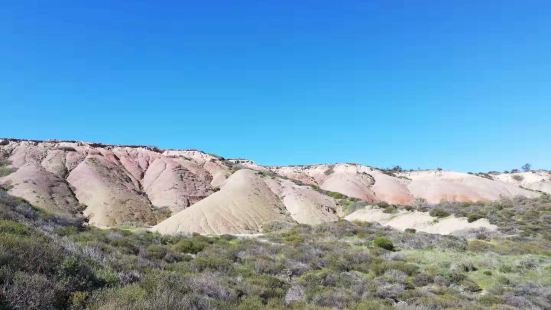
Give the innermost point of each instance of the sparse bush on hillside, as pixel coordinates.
(437, 212)
(384, 243)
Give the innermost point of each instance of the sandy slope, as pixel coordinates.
(535, 180)
(243, 205)
(420, 221)
(113, 185)
(116, 184)
(437, 186)
(246, 201)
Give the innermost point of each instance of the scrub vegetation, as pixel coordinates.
(51, 262)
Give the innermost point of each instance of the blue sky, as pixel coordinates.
(463, 85)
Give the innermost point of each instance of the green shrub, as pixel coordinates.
(191, 246)
(437, 212)
(384, 243)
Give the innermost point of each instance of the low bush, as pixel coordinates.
(438, 212)
(384, 243)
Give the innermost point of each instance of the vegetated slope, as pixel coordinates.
(420, 221)
(248, 200)
(432, 186)
(534, 180)
(53, 262)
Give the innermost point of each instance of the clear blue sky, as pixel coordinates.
(462, 85)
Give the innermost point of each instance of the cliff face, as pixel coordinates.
(115, 185)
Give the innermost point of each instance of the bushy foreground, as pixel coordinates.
(49, 262)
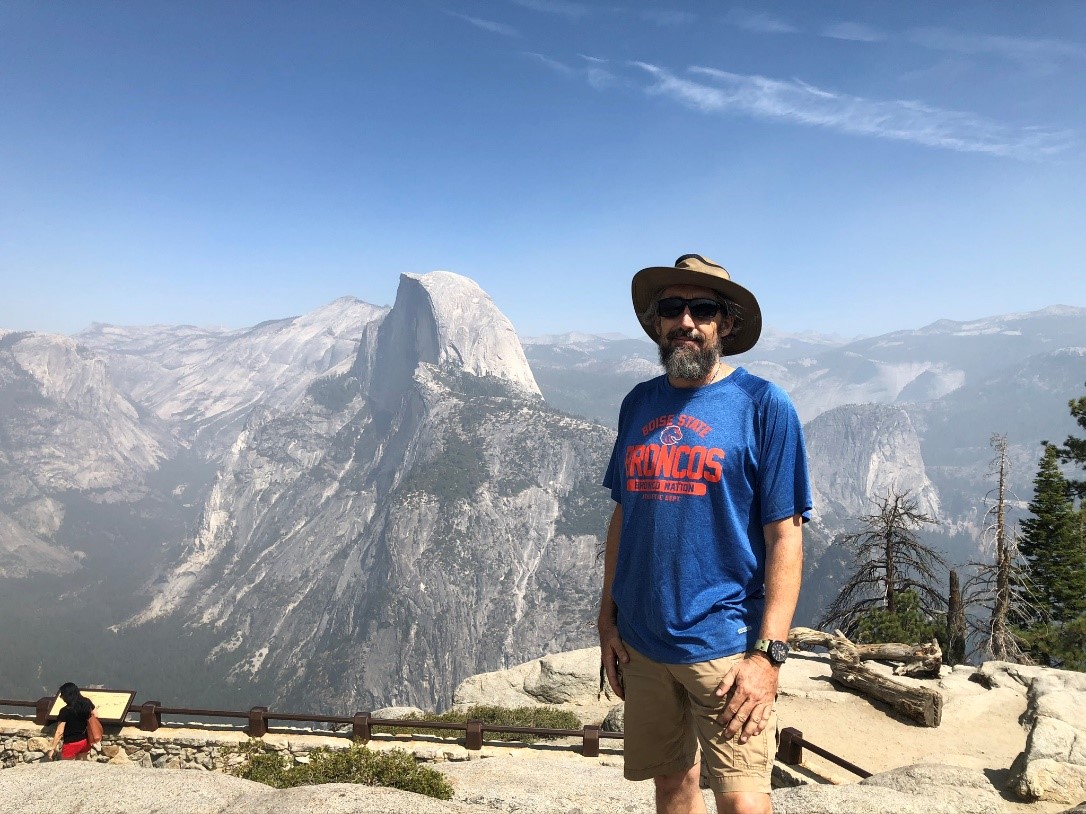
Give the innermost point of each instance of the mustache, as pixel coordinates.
(685, 333)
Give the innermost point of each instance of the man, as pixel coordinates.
(704, 551)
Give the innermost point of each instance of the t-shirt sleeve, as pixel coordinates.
(613, 478)
(784, 484)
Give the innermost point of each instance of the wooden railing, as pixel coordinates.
(257, 720)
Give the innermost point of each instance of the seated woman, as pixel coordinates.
(72, 728)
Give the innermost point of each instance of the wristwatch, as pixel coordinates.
(777, 651)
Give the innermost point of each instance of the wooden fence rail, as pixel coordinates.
(790, 749)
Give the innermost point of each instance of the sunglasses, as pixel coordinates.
(670, 307)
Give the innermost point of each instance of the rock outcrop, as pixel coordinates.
(416, 519)
(1053, 764)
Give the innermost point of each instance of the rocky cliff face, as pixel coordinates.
(414, 520)
(862, 452)
(63, 428)
(205, 382)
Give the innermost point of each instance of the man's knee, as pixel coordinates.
(678, 780)
(744, 802)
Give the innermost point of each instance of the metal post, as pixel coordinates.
(41, 710)
(791, 751)
(257, 723)
(361, 729)
(591, 747)
(150, 719)
(472, 738)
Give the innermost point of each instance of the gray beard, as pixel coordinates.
(690, 364)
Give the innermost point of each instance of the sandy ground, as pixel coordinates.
(981, 728)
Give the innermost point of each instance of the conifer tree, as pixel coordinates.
(1055, 545)
(891, 561)
(1004, 587)
(1074, 449)
(1052, 545)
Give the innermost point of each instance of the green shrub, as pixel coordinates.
(543, 717)
(394, 768)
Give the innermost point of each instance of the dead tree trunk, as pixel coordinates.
(918, 703)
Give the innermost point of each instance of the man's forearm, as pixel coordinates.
(784, 567)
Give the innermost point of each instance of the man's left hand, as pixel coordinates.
(750, 687)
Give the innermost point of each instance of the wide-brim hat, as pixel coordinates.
(693, 269)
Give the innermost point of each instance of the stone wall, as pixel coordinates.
(204, 749)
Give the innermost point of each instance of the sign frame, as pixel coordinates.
(112, 706)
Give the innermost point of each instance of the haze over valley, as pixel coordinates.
(364, 505)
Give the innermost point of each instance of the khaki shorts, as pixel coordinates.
(672, 709)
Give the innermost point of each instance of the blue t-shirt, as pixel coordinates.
(698, 472)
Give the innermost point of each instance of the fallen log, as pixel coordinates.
(918, 703)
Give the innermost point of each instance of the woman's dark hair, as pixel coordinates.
(74, 699)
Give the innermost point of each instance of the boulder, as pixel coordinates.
(616, 719)
(569, 681)
(1052, 767)
(65, 788)
(919, 789)
(1007, 674)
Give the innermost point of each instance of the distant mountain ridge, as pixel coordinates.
(367, 504)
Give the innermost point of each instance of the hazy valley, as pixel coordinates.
(363, 505)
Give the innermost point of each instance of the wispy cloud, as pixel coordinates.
(1038, 54)
(755, 21)
(555, 65)
(595, 71)
(855, 32)
(715, 91)
(563, 8)
(667, 17)
(488, 25)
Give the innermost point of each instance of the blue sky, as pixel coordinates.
(861, 166)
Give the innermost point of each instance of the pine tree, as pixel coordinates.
(1074, 449)
(891, 560)
(1051, 543)
(1004, 587)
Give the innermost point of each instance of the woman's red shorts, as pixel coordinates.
(74, 749)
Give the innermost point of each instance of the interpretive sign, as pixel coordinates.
(111, 704)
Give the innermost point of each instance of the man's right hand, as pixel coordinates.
(613, 654)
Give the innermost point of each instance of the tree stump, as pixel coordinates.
(921, 704)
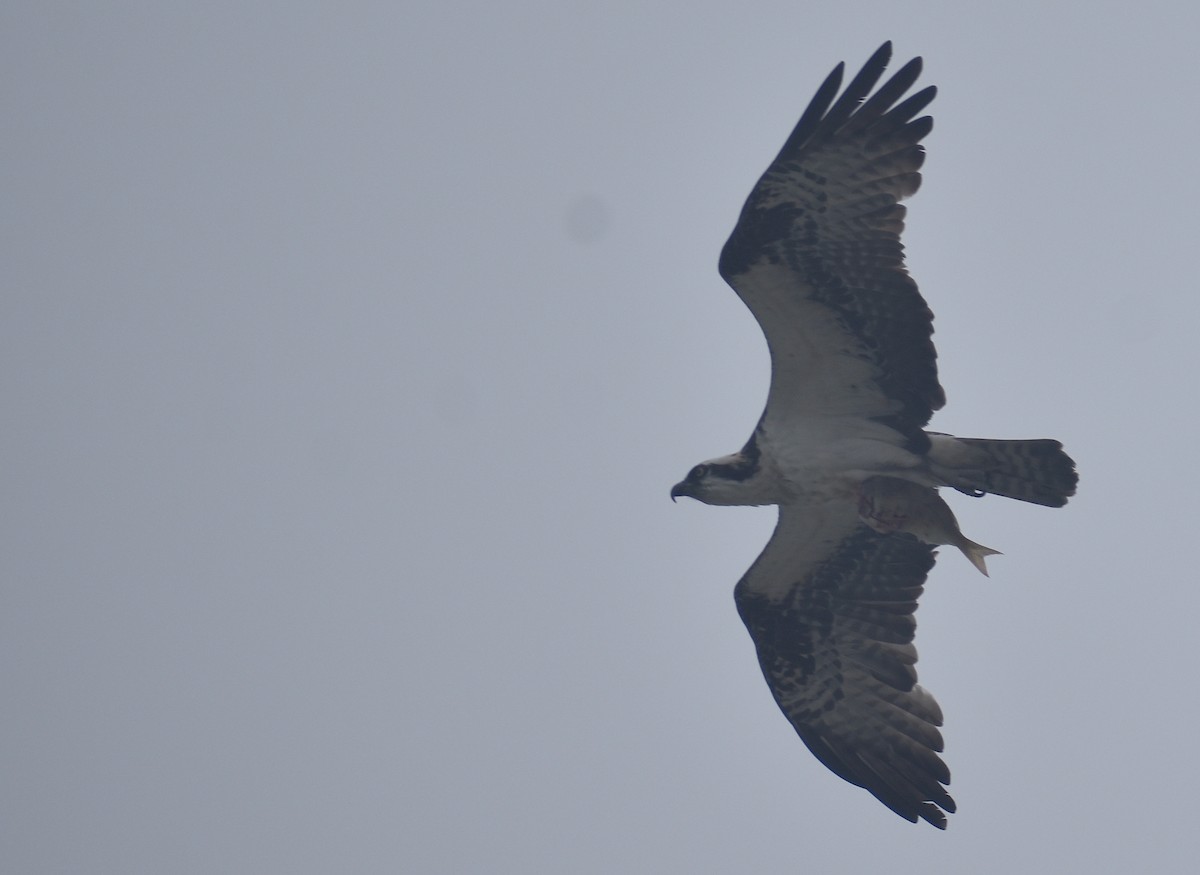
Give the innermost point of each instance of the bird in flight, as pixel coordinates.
(841, 445)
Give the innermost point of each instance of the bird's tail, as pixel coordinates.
(1030, 471)
(976, 552)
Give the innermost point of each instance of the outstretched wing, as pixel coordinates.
(829, 605)
(817, 258)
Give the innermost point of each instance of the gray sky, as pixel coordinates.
(348, 358)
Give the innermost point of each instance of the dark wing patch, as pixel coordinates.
(816, 256)
(834, 642)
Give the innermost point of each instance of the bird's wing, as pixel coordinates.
(817, 258)
(829, 605)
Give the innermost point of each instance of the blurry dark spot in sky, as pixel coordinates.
(587, 219)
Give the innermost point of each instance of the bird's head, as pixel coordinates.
(725, 480)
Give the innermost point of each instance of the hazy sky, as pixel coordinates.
(349, 353)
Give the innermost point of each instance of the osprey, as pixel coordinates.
(841, 445)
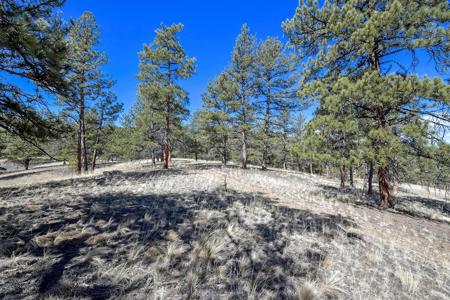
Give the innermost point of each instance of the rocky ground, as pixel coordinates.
(199, 231)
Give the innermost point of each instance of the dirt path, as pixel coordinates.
(426, 238)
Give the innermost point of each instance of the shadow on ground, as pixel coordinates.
(180, 244)
(415, 206)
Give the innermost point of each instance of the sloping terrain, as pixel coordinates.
(201, 231)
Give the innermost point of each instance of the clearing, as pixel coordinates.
(199, 231)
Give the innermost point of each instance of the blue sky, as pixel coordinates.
(210, 31)
(209, 34)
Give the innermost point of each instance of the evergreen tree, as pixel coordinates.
(217, 115)
(85, 78)
(357, 43)
(17, 150)
(242, 71)
(32, 47)
(163, 63)
(284, 129)
(276, 79)
(101, 118)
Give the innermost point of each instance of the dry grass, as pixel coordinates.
(138, 233)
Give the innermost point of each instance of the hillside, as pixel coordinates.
(201, 231)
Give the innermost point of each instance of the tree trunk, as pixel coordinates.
(351, 176)
(266, 129)
(327, 170)
(244, 150)
(225, 151)
(370, 179)
(166, 150)
(94, 155)
(26, 163)
(94, 159)
(299, 165)
(383, 186)
(343, 175)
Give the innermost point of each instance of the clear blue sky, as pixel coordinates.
(209, 34)
(210, 31)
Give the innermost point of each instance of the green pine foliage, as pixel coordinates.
(162, 64)
(353, 49)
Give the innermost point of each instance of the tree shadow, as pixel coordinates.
(405, 204)
(68, 231)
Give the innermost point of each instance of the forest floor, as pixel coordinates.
(199, 231)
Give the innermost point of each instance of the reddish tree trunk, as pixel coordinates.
(266, 145)
(370, 180)
(351, 176)
(383, 186)
(343, 176)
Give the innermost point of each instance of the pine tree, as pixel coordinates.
(85, 78)
(102, 116)
(242, 71)
(217, 115)
(33, 48)
(358, 44)
(162, 64)
(18, 150)
(275, 80)
(284, 129)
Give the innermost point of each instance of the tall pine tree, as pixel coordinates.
(358, 43)
(275, 80)
(242, 71)
(162, 64)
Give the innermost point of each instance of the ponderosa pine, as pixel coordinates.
(358, 43)
(162, 64)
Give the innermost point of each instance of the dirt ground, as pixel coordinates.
(200, 231)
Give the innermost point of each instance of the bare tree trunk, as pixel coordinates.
(94, 159)
(351, 176)
(166, 150)
(225, 151)
(244, 150)
(370, 179)
(343, 176)
(383, 186)
(26, 163)
(153, 158)
(266, 126)
(299, 166)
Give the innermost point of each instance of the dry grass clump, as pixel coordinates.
(177, 234)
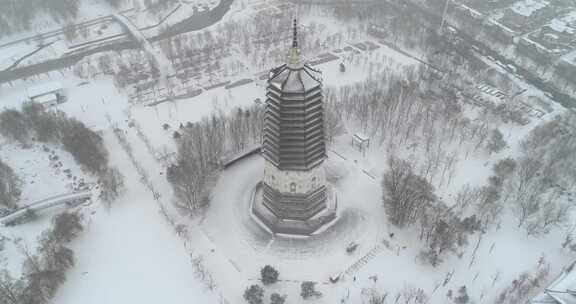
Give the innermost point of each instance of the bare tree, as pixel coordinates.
(406, 195)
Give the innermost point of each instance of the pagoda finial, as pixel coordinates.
(295, 34)
(294, 54)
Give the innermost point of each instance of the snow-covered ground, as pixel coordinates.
(41, 178)
(131, 253)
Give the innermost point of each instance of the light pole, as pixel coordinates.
(444, 16)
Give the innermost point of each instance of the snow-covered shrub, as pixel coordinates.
(254, 295)
(9, 186)
(308, 290)
(462, 297)
(269, 275)
(13, 125)
(111, 186)
(276, 298)
(406, 194)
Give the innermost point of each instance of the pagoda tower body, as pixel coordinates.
(294, 197)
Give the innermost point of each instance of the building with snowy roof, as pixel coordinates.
(47, 94)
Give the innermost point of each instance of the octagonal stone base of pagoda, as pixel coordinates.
(269, 221)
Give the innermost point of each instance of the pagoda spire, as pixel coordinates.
(295, 34)
(294, 54)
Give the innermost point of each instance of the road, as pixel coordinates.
(195, 22)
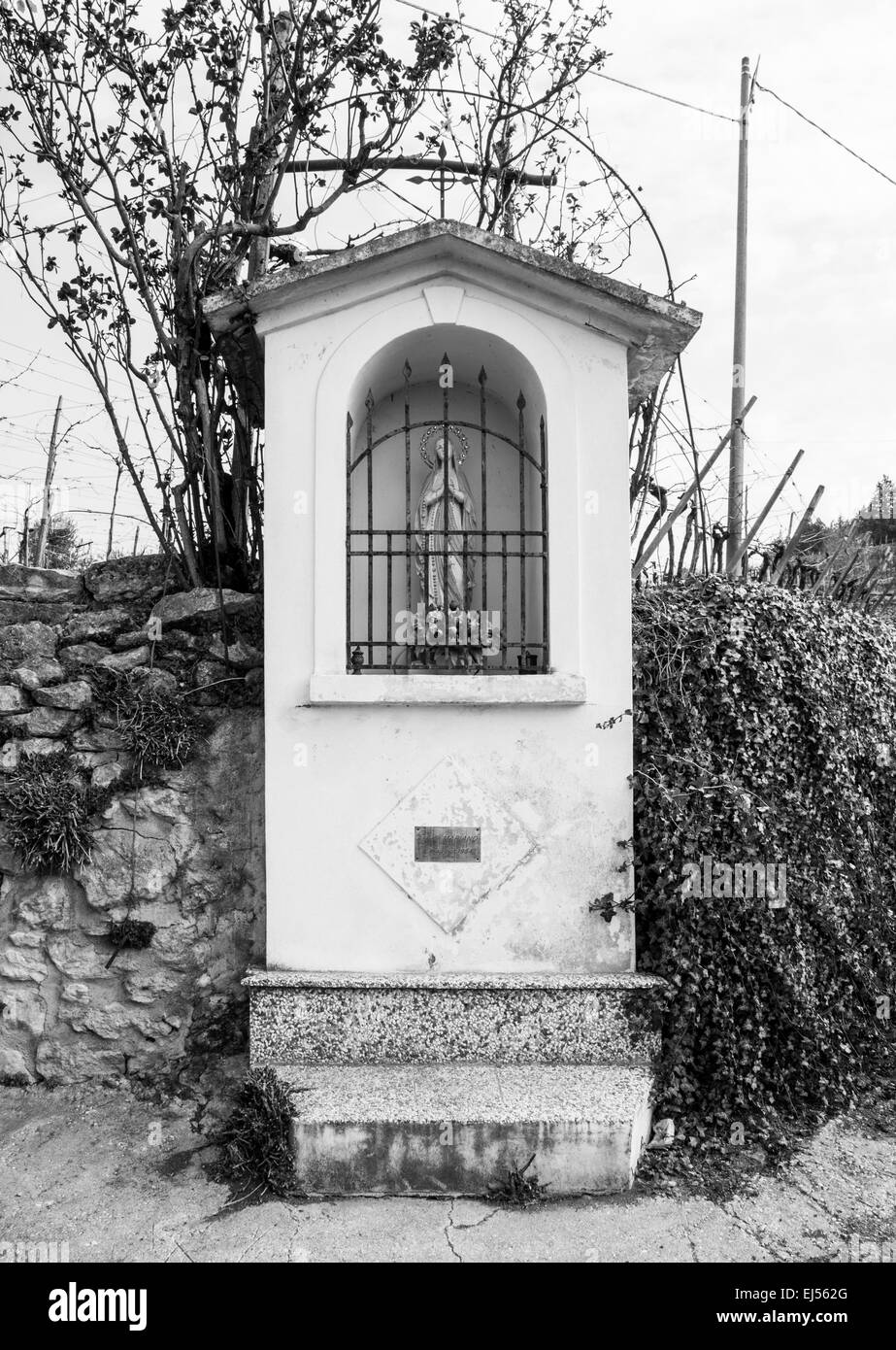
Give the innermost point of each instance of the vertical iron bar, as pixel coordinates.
(348, 542)
(389, 615)
(546, 605)
(504, 599)
(369, 404)
(426, 535)
(521, 405)
(446, 513)
(408, 518)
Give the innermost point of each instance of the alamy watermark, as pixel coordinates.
(712, 879)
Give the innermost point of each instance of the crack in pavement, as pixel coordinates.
(478, 1224)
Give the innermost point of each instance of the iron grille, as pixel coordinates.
(446, 561)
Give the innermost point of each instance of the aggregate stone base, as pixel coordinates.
(456, 1129)
(513, 1020)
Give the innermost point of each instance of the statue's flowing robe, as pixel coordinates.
(438, 544)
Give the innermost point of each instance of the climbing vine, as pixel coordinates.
(765, 761)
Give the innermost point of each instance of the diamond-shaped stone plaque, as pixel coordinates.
(448, 795)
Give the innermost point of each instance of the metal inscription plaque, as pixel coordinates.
(447, 844)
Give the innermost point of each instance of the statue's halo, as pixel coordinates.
(440, 426)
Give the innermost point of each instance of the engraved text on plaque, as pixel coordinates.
(447, 844)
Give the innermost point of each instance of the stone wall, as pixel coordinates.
(183, 850)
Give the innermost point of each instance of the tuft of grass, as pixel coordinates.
(255, 1150)
(48, 809)
(515, 1187)
(159, 729)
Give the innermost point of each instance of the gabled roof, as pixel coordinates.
(653, 329)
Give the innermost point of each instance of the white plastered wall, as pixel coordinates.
(336, 765)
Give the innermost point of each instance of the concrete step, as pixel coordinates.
(453, 1129)
(304, 1017)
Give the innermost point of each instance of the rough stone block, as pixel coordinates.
(106, 775)
(46, 902)
(41, 745)
(121, 661)
(529, 1018)
(21, 643)
(83, 654)
(14, 1068)
(23, 1010)
(239, 654)
(49, 721)
(97, 623)
(21, 964)
(72, 696)
(11, 698)
(10, 755)
(76, 1063)
(127, 578)
(199, 604)
(38, 671)
(456, 1129)
(40, 584)
(79, 960)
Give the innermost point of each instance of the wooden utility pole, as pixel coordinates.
(48, 489)
(115, 497)
(739, 363)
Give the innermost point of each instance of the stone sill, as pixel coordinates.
(471, 690)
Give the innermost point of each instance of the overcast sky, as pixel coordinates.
(822, 260)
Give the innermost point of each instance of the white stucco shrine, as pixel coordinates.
(448, 692)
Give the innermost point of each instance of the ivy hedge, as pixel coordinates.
(765, 733)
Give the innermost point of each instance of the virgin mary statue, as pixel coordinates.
(445, 508)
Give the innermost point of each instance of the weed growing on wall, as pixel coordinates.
(159, 729)
(255, 1155)
(765, 848)
(46, 810)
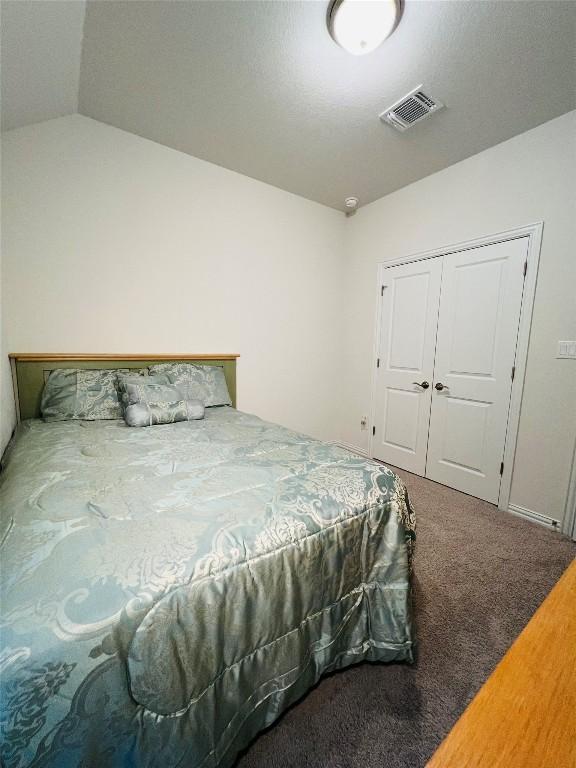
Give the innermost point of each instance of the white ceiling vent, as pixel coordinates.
(410, 109)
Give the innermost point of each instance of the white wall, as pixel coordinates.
(526, 179)
(113, 243)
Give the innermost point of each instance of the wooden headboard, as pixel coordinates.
(30, 371)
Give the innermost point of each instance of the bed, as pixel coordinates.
(168, 591)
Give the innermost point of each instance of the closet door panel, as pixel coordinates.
(407, 338)
(476, 342)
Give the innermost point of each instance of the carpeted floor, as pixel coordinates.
(479, 576)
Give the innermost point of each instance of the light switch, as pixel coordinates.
(566, 349)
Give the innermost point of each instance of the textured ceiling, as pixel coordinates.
(261, 88)
(41, 49)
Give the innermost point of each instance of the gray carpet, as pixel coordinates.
(479, 576)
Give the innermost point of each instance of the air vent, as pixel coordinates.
(410, 109)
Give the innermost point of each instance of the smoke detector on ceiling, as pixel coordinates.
(410, 109)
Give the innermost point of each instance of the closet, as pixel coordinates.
(447, 345)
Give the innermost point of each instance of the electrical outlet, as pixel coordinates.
(566, 350)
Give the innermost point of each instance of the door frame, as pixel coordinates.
(534, 234)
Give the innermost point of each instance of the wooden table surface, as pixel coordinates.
(524, 716)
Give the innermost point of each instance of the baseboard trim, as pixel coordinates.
(350, 447)
(535, 517)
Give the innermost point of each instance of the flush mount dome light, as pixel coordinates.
(359, 26)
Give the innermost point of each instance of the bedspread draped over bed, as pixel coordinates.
(168, 591)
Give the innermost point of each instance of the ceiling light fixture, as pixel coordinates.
(351, 204)
(360, 26)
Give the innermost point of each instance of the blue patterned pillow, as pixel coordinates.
(149, 414)
(72, 393)
(202, 382)
(134, 389)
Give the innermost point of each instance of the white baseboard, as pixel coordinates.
(535, 517)
(351, 448)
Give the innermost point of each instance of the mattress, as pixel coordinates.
(168, 591)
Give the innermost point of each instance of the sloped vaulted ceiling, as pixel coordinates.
(260, 87)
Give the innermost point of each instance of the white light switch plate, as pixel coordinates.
(566, 349)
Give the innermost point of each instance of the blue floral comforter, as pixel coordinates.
(168, 591)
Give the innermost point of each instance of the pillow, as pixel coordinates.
(140, 381)
(203, 382)
(152, 394)
(72, 393)
(148, 415)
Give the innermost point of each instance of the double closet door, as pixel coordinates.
(449, 327)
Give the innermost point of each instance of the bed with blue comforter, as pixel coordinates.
(168, 591)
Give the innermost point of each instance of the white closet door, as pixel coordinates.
(404, 381)
(475, 351)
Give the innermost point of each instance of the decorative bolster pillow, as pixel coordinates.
(136, 389)
(151, 414)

- WRITTEN INSTRUCTION -
Quote, without alteration, the final stretch of the entries: the line with "Give the innermost point of each instance of the blue floral" onward to the last line.

- SOLUTION FOR THIS TASK -
Give the innermost point of each instance of the blue floral comforter, as pixel coordinates.
(168, 591)
Give the innermost point of each instance of the pillow, as pixel coordinates.
(140, 381)
(203, 382)
(152, 394)
(72, 393)
(148, 415)
Give the innermost point of each instance of the double closet door, as pixel coordinates.
(449, 327)
Give the innermost point of each instance of the bed with blue comforter, as pixel coordinates.
(168, 591)
Give the innermost point of each instance of the white closet door, as pixel coordinates.
(404, 381)
(475, 351)
Give the innermost point of each instance of the decorative bolster pillow, as pixel coordinates.
(136, 389)
(151, 414)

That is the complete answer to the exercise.